* [WORK ITEM]: Extract each line of the records below that contains the word "leaf".

#### LISTED RECORDS ####

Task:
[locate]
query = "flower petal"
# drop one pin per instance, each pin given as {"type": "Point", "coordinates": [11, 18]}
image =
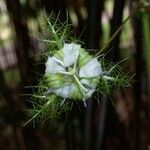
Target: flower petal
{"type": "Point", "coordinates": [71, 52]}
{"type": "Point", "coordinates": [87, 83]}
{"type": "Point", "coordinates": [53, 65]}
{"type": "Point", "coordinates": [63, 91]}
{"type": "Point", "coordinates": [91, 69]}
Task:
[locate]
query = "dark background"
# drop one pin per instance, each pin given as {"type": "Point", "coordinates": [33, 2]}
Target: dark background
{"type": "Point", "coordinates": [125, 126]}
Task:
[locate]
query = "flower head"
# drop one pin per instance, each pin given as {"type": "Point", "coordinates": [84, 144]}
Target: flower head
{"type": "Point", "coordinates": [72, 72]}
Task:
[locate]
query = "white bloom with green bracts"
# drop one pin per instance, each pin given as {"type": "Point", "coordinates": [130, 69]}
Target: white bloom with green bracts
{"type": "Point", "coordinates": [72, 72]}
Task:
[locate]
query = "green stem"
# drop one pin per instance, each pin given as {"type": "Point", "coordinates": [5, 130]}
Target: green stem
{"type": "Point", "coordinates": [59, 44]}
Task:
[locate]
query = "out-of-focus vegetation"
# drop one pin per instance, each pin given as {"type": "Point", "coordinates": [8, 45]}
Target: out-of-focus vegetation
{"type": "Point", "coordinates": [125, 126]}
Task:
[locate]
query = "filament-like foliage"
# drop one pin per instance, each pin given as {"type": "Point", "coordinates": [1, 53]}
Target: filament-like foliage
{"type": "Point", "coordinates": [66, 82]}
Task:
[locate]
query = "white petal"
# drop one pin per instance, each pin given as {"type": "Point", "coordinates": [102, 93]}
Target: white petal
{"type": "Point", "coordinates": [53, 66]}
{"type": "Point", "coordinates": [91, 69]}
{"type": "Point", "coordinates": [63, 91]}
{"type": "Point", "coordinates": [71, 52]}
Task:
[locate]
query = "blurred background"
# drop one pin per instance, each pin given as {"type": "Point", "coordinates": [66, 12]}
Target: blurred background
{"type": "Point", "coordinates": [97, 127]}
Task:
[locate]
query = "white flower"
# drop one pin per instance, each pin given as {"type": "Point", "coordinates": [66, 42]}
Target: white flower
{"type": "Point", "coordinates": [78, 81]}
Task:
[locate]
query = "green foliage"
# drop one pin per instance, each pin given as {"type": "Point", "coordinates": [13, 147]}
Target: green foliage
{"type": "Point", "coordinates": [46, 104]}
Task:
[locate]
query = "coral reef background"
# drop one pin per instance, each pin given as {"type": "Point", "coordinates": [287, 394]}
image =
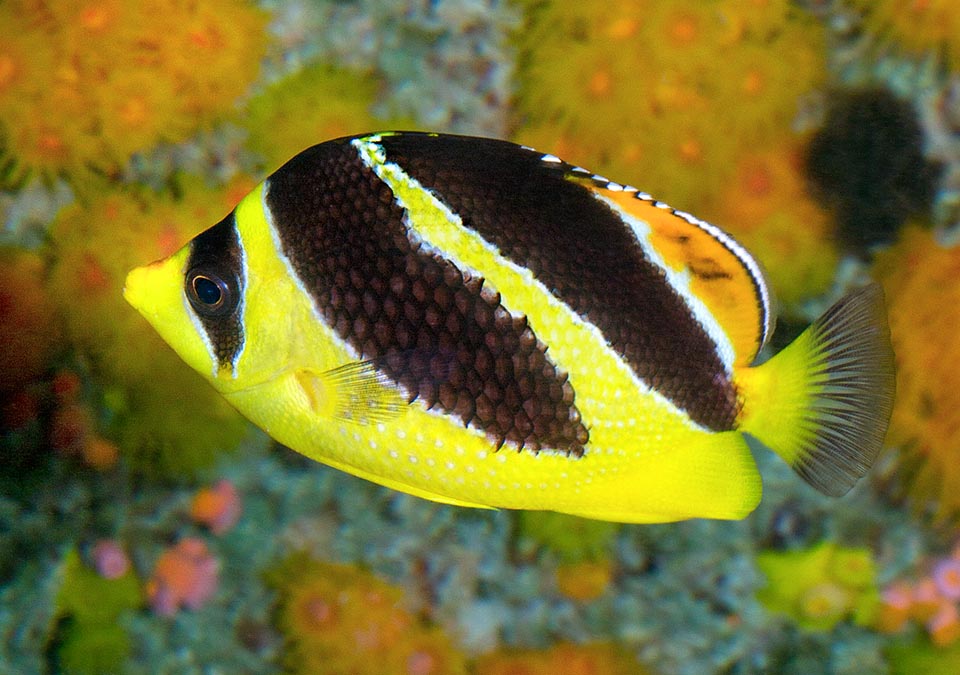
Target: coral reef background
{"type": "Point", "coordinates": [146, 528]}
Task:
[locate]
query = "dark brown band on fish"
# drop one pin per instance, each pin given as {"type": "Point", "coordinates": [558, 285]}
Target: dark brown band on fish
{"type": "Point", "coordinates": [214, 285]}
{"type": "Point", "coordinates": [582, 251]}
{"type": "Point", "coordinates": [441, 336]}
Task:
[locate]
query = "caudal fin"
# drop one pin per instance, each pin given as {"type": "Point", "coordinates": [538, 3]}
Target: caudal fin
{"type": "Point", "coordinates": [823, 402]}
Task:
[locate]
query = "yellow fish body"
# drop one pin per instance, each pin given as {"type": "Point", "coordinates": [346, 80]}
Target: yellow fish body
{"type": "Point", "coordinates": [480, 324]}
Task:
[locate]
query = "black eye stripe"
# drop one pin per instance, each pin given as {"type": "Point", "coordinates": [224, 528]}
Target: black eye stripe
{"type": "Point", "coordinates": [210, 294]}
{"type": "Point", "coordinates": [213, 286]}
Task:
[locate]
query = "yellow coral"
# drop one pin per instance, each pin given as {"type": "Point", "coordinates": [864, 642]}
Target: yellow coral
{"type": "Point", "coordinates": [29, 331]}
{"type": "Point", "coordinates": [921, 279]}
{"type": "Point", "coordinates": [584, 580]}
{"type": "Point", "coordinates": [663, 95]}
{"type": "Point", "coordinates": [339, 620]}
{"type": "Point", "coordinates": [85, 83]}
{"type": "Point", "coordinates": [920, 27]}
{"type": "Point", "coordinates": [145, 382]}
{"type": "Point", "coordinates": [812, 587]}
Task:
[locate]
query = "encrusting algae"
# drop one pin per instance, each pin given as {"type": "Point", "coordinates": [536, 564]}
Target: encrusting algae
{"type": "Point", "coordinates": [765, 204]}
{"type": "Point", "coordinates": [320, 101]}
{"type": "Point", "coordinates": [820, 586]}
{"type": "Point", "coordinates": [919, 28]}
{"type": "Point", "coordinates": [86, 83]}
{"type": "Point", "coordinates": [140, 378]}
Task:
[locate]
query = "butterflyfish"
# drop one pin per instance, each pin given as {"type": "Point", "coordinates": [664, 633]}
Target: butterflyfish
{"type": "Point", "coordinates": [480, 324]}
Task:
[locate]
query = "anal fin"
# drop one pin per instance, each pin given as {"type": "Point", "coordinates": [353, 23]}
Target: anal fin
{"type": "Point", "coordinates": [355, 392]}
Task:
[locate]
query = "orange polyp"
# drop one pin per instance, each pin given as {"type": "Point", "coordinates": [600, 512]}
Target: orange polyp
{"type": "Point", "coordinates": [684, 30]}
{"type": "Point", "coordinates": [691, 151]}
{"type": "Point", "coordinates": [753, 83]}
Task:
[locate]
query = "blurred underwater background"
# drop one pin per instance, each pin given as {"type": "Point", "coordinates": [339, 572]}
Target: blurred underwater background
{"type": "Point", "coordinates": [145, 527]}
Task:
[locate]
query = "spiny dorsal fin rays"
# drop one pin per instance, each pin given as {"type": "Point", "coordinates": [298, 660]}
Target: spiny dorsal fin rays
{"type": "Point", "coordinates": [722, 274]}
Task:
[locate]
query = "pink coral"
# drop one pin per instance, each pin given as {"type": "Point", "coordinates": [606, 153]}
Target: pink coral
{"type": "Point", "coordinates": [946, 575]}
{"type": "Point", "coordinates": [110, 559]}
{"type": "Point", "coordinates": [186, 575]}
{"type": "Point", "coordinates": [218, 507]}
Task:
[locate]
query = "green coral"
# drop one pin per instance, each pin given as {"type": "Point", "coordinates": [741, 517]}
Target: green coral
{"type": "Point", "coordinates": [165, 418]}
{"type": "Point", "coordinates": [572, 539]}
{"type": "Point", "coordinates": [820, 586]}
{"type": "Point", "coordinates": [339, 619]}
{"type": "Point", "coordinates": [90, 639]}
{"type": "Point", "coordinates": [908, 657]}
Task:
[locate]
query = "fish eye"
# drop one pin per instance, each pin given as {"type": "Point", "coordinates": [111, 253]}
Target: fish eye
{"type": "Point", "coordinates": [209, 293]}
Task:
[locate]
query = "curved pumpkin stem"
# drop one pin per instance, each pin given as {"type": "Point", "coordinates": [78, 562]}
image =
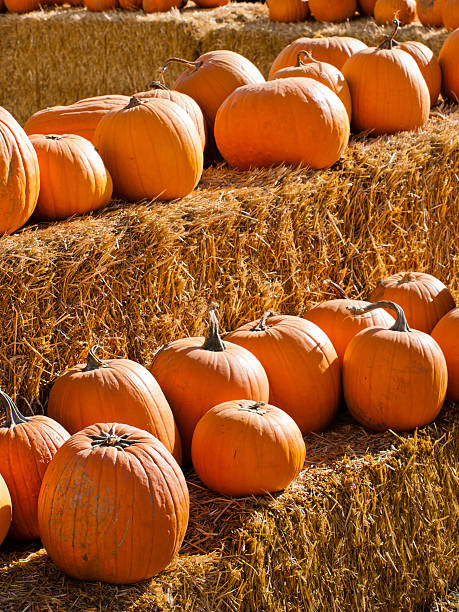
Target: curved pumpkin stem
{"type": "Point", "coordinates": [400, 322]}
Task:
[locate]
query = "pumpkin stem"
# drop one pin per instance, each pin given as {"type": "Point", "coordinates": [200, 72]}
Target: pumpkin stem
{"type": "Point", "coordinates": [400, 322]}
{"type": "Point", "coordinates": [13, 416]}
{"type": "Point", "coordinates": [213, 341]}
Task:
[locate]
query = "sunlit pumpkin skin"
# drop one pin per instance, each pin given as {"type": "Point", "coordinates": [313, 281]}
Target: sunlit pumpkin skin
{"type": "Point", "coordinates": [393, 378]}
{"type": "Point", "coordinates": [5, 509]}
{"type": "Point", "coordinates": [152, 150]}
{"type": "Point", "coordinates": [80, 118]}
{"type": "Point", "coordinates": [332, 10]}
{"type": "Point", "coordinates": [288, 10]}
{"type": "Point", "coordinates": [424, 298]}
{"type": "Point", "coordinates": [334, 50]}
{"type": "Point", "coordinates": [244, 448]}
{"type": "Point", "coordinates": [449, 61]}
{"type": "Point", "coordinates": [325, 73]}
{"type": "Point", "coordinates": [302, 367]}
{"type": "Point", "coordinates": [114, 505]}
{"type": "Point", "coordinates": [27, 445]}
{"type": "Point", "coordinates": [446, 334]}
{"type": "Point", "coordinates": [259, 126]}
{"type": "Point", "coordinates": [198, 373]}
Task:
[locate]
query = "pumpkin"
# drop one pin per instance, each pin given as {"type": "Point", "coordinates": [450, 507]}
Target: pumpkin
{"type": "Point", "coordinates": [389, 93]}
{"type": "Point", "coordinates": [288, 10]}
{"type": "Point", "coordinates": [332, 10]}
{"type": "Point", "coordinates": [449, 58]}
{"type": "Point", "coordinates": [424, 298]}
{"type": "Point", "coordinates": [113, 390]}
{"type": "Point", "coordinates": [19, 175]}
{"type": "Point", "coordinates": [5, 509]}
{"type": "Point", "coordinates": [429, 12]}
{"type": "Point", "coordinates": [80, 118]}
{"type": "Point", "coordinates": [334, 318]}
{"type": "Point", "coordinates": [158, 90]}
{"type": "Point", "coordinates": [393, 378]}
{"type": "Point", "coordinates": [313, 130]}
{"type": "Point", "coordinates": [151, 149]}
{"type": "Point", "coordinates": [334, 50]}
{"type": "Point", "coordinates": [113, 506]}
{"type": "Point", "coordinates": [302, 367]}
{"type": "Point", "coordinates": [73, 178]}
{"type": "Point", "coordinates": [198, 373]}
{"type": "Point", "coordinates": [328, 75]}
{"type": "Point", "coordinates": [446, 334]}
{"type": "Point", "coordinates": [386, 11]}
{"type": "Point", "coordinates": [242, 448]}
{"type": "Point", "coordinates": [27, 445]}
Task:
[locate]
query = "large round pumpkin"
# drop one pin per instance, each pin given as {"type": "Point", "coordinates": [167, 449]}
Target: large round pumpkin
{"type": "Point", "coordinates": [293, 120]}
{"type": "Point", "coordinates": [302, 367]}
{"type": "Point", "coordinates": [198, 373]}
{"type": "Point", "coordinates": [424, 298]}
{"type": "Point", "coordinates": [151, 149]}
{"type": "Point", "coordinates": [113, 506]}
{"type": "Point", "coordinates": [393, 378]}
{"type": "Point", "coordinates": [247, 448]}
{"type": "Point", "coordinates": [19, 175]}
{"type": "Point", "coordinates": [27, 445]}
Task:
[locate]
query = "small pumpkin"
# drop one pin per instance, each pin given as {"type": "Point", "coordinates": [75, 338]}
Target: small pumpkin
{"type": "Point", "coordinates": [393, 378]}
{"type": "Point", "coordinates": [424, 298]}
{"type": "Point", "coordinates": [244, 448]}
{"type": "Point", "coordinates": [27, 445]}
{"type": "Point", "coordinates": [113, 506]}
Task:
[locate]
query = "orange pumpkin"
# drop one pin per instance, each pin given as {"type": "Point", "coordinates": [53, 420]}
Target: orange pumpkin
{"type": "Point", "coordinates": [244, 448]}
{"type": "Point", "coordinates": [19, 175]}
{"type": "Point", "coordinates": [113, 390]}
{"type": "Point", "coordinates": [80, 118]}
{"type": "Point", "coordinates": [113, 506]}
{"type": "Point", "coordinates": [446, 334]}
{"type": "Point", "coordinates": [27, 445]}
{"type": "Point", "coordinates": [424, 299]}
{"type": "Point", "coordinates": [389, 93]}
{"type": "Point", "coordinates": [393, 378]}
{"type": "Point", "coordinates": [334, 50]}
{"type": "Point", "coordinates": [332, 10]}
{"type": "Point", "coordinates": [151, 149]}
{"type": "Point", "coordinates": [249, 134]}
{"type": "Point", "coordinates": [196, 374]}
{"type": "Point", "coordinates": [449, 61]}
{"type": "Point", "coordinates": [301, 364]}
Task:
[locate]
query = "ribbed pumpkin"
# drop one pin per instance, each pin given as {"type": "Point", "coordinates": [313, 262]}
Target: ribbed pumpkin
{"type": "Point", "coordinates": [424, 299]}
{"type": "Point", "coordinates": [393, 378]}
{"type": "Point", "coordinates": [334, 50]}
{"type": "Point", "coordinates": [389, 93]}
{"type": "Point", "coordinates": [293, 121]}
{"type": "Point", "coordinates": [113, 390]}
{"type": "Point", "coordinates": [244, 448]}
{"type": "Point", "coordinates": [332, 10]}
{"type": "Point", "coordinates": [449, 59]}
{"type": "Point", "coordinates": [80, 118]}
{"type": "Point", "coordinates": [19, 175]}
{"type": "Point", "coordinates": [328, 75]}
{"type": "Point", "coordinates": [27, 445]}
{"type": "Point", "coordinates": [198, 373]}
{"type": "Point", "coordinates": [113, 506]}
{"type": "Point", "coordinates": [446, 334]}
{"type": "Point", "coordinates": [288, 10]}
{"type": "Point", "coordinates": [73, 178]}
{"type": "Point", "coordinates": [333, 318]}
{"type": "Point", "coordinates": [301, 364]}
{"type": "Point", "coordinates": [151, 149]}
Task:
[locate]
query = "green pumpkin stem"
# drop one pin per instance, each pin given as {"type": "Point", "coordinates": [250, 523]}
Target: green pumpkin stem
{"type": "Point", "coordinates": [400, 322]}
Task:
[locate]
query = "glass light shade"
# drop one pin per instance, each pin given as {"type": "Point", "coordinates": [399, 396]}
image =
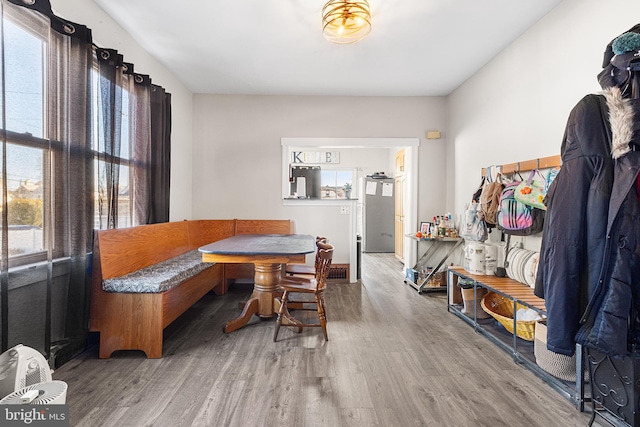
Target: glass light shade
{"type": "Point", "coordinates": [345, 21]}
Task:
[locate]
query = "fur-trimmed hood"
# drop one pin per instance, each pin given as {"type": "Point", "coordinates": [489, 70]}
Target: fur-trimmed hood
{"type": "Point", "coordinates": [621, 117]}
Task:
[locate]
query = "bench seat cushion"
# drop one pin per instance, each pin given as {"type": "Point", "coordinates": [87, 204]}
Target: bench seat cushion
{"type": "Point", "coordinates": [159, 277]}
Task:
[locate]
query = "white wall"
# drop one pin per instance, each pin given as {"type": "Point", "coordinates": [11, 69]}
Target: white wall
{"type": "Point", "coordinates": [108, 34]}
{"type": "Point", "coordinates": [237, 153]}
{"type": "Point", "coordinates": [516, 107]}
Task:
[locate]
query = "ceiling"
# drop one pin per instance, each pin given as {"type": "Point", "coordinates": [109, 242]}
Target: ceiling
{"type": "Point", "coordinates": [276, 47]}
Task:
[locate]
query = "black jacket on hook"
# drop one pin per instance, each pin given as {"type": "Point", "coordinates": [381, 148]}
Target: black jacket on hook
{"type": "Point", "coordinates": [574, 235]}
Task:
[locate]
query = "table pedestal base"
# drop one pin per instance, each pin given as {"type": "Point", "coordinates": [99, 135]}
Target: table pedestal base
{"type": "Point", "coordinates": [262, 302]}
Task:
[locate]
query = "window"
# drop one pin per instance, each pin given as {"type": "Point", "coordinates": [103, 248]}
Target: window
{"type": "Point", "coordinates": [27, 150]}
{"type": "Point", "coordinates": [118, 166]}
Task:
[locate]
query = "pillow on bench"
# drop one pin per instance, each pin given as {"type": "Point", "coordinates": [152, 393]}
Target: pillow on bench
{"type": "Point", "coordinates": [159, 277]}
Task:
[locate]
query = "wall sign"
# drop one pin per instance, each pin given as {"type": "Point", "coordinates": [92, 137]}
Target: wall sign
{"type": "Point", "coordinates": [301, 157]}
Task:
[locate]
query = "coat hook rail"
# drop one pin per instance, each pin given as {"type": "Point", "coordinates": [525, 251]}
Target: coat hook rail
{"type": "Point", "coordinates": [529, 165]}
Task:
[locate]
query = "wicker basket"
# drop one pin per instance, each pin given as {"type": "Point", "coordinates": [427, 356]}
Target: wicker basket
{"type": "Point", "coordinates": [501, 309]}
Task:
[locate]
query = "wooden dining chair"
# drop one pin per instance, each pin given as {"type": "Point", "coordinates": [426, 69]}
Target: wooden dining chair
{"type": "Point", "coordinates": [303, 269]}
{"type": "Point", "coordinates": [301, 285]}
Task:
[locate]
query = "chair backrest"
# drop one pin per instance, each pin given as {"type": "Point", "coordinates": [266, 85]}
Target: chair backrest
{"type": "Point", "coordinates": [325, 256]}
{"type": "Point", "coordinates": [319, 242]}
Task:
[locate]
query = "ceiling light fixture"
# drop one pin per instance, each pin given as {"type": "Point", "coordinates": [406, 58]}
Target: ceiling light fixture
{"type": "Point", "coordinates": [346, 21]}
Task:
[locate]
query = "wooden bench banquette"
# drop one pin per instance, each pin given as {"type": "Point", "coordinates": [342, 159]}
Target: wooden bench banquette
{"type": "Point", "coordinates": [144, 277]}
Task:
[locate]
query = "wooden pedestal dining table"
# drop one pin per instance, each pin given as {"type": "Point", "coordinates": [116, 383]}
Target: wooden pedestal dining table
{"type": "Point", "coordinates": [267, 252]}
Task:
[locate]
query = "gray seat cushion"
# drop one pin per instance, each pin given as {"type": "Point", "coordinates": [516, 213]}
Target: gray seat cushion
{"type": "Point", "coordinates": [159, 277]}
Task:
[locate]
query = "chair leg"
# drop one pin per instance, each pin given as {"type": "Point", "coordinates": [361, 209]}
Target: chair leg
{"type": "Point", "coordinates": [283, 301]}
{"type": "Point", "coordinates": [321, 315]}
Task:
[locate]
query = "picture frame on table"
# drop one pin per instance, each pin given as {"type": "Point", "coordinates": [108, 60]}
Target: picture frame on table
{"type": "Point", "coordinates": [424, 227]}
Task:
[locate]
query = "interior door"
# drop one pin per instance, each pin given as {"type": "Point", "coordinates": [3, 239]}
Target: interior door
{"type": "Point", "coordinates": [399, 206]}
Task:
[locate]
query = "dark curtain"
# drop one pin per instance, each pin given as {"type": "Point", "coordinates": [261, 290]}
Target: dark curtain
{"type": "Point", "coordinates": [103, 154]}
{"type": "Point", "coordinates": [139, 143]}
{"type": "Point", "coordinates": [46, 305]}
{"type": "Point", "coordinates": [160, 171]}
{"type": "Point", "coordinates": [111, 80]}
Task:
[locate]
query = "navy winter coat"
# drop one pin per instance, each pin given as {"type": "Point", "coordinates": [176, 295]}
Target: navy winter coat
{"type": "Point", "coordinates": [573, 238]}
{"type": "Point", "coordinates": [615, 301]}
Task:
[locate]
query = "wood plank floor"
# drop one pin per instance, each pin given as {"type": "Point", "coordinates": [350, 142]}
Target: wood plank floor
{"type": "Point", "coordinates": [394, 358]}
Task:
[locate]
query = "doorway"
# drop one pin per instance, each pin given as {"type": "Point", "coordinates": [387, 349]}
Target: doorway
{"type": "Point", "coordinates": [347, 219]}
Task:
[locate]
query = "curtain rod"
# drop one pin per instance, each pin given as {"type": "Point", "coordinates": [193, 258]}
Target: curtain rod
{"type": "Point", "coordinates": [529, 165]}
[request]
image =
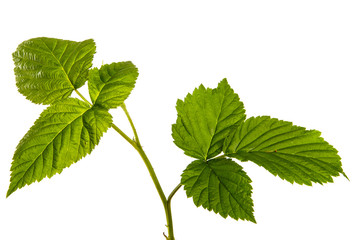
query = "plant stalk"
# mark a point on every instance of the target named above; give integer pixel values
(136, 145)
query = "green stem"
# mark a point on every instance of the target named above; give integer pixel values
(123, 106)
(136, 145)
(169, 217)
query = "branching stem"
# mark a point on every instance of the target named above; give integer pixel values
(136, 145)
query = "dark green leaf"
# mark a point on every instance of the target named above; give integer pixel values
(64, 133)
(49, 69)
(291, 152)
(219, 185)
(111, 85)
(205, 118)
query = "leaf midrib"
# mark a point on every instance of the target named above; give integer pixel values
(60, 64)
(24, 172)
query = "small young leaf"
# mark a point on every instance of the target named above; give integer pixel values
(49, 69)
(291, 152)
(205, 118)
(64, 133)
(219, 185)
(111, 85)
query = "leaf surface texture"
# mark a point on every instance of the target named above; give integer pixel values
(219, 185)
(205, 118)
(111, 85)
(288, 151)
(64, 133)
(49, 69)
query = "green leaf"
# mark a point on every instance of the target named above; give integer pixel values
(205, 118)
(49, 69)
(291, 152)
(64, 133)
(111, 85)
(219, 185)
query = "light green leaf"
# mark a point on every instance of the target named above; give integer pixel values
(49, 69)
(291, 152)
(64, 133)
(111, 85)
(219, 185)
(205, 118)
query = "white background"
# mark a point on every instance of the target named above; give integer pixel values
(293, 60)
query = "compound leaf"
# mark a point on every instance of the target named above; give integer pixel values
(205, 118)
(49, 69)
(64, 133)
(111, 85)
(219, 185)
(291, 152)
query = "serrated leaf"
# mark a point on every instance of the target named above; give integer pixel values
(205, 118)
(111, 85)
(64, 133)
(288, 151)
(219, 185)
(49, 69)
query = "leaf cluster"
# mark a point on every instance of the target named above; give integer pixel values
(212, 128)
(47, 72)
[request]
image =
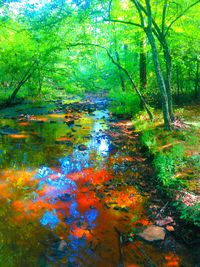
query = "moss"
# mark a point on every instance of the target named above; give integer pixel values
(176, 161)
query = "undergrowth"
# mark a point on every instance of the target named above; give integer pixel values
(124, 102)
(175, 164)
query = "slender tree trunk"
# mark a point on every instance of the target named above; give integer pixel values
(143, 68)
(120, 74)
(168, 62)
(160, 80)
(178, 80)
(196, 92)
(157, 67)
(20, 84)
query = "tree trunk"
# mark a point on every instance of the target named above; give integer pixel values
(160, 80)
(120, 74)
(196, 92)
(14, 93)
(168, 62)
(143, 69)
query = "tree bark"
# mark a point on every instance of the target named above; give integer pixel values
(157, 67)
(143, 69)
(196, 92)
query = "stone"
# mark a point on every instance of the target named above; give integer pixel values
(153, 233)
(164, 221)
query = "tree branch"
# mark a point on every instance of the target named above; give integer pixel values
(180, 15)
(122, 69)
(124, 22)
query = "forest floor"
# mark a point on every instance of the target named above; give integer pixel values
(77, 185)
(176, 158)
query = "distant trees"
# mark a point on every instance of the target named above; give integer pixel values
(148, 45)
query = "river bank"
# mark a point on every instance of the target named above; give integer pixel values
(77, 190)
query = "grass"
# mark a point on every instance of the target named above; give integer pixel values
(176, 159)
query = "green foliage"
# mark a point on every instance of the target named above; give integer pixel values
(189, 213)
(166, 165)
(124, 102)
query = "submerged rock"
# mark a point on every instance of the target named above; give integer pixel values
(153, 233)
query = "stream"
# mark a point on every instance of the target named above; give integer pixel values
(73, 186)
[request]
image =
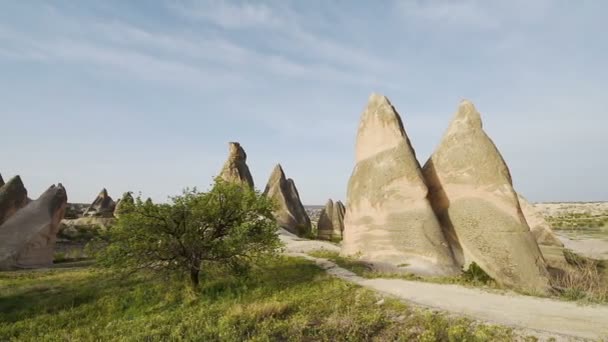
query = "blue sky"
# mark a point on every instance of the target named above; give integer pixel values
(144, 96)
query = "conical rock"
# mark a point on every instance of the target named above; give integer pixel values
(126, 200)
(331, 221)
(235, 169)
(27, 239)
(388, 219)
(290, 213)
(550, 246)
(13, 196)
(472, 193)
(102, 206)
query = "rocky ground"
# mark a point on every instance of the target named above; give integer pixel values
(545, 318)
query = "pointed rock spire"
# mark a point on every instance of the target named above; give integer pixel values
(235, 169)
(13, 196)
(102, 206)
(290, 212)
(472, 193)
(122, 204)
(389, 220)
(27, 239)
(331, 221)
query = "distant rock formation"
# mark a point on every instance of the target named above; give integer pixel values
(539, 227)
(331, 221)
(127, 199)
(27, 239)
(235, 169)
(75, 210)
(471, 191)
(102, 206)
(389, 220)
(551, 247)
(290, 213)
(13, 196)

####

* [YOUR RESPONSE]:
query = "dark green leaf"
query = "leaf midrib"
query = "small young leaf"
query = "leaf surface texture"
query = "green leaf"
query = "light green leaf"
query = "compound leaf"
query = "serrated leaf"
query = "leaf cluster"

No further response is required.